[start of Record list]

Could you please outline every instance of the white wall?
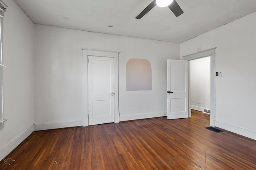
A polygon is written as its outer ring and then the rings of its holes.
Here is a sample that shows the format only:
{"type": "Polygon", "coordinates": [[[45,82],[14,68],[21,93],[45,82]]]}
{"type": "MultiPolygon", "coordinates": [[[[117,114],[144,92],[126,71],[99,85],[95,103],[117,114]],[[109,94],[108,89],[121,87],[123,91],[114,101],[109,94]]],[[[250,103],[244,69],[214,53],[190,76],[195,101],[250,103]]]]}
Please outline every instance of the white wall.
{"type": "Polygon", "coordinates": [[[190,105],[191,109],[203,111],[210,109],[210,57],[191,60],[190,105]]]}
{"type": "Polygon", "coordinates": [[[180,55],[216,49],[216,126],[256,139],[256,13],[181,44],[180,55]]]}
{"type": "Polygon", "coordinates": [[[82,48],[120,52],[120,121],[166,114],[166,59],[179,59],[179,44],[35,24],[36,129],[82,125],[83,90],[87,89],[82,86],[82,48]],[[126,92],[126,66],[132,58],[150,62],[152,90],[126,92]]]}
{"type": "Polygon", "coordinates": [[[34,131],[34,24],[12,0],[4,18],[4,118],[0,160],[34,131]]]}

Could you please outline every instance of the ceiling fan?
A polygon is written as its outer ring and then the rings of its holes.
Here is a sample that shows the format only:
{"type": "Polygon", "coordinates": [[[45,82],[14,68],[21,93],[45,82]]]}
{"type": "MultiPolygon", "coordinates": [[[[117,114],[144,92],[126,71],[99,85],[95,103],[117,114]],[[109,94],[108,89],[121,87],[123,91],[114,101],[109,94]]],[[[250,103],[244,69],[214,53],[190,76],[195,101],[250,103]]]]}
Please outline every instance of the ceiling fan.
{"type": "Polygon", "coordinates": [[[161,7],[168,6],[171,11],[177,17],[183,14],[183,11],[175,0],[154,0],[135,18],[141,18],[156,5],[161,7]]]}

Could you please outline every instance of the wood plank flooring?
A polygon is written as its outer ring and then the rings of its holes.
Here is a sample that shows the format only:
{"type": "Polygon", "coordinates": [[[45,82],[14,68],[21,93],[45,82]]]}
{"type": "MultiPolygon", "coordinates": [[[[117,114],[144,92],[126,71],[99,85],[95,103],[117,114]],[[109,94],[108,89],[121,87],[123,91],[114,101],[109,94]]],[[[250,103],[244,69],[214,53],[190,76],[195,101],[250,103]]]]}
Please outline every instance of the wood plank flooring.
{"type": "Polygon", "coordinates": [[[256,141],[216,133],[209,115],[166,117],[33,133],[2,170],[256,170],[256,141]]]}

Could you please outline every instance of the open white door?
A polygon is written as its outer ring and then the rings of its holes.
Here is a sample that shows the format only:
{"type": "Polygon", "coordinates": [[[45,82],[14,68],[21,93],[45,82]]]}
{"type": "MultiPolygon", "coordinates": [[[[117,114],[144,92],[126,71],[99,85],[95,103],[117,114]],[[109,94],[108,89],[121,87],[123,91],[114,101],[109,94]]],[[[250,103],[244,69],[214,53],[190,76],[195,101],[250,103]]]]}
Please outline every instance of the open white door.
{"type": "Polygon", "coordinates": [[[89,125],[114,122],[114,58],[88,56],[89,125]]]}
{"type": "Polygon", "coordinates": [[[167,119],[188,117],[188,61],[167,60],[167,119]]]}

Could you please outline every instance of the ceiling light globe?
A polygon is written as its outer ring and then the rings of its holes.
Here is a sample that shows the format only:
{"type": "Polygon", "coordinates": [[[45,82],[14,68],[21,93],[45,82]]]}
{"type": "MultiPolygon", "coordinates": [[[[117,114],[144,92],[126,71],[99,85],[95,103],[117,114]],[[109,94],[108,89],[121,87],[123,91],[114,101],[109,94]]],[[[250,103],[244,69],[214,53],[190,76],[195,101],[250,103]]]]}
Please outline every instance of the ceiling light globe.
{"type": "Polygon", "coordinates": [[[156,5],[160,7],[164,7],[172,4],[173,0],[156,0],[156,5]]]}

[end of Record list]

**What to do**:
Rescale the lines from the one containing "Could you please outline every instance of the ceiling light" through the end of the rows, both included. Write every line out again, requests included, and multiply each coordinate in the answer outlines by 1.6, rounding to whole numbers with halves going up. Leave the numbers in the requests and the format samples unchanged.

**Final result**:
Could you please outline every instance of the ceiling light globe?
A polygon is written as its outer ring and then the rings of its holes.
Here is a sample that shows the format only:
{"type": "Polygon", "coordinates": [[[45,82],[14,68],[21,93],[45,82]]]}
{"type": "MultiPolygon", "coordinates": [[[[117,114],[144,92],[126,71],[99,85],[95,103],[117,114]],[[109,94],[108,89],[121,87],[123,91],[114,101],[109,94]]],[[[250,103],[244,69],[214,53],[190,76],[195,101],[250,103]]]]}
Please outline every instance of the ceiling light globe.
{"type": "Polygon", "coordinates": [[[250,8],[256,11],[262,11],[275,6],[277,0],[250,0],[250,8]]]}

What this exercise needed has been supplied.